▸ **Work required**
Copy out every line of the data below that contains the string "with". Case matters.

▸ **Information provided**
───

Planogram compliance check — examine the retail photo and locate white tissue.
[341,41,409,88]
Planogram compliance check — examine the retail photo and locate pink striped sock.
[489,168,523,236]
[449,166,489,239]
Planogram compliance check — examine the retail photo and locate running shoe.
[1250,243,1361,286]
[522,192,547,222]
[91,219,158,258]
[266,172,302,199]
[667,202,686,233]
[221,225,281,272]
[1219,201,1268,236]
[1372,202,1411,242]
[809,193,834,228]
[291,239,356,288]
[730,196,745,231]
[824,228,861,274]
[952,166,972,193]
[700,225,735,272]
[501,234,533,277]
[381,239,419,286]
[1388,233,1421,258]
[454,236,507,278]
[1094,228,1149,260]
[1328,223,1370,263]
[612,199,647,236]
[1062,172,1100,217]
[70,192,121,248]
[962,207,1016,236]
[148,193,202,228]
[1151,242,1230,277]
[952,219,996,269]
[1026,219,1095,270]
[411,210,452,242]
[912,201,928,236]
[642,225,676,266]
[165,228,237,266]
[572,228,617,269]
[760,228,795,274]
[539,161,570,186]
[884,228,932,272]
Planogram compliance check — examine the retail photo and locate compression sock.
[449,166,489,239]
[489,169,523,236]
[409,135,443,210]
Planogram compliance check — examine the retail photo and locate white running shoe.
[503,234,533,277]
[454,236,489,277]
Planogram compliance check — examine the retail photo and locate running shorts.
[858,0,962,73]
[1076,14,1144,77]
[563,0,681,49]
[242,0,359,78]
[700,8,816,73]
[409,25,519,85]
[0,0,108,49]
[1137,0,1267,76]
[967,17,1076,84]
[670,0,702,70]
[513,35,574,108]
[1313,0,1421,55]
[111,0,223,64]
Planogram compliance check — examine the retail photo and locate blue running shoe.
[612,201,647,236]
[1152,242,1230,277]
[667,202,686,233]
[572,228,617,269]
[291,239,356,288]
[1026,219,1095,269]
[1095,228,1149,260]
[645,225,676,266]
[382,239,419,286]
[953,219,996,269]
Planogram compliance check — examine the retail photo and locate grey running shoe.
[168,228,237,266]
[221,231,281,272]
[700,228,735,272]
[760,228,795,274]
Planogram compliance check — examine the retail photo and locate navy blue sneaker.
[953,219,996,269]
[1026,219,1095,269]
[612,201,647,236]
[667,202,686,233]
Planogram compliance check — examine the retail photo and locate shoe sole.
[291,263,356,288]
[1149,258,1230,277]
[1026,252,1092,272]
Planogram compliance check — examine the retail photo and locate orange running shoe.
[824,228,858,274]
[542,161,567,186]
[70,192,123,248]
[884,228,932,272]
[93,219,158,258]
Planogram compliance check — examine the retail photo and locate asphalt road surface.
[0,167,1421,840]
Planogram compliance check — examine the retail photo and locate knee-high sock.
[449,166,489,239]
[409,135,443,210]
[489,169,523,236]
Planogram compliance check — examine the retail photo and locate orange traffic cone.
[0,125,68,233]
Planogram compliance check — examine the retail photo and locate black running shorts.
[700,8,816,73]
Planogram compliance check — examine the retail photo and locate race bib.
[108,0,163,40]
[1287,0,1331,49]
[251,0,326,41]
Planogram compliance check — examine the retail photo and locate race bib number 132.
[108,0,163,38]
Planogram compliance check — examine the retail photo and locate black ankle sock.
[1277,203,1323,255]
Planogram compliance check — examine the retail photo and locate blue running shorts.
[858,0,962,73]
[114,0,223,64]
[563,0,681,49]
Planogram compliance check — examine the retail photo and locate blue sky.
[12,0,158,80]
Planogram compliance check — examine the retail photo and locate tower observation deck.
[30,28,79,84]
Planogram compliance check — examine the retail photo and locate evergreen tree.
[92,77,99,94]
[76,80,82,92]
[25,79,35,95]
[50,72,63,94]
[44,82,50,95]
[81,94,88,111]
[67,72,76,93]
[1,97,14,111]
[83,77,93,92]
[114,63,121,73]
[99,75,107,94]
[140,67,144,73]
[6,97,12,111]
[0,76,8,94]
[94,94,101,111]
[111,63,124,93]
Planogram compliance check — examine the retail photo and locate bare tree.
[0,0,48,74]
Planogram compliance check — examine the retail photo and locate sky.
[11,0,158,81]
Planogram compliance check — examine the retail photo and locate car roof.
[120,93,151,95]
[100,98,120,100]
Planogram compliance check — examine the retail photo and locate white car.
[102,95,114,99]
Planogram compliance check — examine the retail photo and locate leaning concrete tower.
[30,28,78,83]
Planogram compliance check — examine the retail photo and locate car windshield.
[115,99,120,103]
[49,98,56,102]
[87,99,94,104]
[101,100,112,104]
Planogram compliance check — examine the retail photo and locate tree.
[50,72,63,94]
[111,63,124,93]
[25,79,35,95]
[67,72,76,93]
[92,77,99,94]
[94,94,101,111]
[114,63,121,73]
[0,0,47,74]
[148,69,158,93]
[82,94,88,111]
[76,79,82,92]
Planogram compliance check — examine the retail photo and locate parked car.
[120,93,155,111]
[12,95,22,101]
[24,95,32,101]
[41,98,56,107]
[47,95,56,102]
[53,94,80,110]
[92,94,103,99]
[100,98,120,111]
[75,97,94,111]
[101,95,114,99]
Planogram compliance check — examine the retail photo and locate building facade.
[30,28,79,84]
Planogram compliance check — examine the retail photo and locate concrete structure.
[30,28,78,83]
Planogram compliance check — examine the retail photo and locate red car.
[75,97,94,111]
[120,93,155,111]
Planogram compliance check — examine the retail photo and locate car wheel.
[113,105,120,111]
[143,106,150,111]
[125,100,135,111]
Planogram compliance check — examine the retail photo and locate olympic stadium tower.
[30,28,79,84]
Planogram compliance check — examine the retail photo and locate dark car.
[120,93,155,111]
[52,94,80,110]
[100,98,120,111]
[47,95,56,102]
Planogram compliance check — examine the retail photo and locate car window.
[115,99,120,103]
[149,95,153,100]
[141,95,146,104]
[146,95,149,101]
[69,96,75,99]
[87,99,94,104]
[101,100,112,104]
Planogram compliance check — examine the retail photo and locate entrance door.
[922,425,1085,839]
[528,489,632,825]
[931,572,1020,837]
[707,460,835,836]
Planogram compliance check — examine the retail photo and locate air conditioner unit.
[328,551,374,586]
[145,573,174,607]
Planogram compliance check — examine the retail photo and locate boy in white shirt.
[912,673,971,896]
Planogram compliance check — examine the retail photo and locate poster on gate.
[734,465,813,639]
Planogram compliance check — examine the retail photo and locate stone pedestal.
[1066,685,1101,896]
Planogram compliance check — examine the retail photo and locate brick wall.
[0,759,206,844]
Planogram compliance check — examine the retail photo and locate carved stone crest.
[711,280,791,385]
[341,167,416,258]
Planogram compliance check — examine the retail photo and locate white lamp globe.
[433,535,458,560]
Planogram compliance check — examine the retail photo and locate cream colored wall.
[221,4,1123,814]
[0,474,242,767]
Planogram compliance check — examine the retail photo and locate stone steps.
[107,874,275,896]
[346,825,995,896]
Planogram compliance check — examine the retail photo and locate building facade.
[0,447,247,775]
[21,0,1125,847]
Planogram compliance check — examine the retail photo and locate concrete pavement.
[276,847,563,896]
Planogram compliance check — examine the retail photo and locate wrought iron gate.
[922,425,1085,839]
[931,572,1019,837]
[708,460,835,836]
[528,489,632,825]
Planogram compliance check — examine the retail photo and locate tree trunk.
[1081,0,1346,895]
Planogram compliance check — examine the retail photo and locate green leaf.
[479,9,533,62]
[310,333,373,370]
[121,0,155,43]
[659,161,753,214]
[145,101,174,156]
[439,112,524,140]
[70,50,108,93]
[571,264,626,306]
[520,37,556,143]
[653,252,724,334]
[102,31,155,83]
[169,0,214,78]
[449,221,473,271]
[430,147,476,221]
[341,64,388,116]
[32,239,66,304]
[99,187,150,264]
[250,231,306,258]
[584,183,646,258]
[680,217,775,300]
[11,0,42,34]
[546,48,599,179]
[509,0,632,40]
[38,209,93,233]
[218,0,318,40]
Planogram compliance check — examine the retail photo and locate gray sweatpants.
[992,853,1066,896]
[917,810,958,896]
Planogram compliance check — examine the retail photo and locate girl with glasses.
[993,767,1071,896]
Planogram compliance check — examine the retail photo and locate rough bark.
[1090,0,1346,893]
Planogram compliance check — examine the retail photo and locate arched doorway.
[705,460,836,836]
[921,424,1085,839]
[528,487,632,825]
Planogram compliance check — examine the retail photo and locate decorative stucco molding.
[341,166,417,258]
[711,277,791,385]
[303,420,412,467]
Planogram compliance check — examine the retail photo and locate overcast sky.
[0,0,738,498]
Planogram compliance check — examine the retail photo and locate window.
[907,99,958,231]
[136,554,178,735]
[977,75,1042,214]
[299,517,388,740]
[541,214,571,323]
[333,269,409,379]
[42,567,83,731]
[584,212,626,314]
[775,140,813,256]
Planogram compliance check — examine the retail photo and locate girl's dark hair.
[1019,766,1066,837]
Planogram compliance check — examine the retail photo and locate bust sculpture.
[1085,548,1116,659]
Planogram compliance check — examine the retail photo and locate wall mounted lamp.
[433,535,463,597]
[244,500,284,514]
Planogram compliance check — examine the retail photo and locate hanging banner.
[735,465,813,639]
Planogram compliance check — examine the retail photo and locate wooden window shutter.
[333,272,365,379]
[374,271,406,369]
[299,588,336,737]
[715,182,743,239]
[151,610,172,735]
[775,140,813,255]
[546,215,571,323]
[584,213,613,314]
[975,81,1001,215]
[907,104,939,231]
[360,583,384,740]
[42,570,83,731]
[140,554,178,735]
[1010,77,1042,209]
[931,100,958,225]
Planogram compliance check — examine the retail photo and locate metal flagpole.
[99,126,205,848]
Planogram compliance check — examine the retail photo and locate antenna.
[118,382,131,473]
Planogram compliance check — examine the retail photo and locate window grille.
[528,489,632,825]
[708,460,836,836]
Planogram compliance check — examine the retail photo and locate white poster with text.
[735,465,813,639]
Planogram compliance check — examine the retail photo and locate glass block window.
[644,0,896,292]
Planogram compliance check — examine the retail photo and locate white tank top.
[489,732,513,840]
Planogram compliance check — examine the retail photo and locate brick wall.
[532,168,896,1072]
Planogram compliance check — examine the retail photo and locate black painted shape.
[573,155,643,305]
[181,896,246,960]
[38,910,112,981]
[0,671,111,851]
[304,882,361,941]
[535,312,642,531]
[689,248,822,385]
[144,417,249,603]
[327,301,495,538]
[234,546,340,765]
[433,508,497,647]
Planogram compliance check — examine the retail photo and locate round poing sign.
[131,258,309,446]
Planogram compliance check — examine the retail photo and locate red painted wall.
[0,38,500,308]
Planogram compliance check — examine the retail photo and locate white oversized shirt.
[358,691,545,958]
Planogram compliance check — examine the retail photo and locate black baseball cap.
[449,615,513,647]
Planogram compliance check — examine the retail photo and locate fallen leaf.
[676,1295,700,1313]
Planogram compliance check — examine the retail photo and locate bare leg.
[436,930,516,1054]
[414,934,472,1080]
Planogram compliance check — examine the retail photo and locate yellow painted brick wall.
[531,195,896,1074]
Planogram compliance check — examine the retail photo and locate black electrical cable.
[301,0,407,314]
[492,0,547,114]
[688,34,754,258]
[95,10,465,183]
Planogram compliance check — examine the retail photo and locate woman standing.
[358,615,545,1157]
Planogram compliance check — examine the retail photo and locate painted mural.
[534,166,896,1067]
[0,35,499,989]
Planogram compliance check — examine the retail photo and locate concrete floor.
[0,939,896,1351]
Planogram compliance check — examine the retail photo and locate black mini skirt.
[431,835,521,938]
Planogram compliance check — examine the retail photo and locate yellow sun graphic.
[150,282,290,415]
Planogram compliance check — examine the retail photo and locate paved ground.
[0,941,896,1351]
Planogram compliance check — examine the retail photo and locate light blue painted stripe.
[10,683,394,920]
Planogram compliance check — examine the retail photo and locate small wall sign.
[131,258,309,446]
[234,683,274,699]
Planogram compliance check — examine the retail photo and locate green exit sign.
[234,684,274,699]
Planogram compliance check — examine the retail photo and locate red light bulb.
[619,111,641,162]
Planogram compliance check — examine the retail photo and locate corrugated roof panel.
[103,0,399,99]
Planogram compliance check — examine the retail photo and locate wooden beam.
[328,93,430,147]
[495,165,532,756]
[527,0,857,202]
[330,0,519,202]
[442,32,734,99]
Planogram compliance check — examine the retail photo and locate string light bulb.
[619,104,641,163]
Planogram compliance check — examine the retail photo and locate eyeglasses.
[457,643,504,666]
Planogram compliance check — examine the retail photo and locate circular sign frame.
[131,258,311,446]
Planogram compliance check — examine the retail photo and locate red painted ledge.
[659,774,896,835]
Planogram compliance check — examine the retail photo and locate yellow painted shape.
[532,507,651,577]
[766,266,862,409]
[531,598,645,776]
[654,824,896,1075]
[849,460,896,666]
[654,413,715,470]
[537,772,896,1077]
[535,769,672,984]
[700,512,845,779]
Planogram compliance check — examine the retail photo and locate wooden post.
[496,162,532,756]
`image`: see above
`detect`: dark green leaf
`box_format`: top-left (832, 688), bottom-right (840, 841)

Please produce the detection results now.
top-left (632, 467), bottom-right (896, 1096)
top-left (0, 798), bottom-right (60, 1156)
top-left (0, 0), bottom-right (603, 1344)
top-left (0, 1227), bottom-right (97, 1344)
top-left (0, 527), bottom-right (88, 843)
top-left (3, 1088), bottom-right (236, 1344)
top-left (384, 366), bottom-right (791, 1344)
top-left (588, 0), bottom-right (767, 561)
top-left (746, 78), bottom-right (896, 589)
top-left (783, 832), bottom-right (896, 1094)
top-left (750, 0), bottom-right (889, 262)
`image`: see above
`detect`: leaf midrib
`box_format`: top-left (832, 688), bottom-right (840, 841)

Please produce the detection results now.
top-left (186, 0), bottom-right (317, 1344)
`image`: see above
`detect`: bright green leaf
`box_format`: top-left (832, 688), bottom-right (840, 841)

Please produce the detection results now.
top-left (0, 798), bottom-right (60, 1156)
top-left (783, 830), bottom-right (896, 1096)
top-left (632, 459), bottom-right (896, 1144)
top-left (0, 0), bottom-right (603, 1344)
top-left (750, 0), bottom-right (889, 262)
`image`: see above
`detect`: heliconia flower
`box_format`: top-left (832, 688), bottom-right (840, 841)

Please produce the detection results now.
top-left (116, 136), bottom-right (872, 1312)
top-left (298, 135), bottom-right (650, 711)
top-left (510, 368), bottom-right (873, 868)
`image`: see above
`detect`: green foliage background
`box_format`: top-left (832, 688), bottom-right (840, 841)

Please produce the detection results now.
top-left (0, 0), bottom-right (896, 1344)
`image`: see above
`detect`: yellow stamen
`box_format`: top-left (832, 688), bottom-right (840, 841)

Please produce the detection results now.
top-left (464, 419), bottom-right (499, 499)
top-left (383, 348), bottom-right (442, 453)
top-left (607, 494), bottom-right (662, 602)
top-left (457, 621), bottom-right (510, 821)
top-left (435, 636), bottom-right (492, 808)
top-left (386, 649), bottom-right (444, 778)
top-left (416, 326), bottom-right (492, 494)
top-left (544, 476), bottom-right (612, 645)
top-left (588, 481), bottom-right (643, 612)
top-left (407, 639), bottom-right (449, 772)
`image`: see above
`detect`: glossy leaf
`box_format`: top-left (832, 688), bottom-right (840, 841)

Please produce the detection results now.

───

▸ **Answer for this exercise**
Planogram compliance check — examine the retail photo and locate girl with glasses.
Planogram compliance check — examine the retail photo and locate white poster with text.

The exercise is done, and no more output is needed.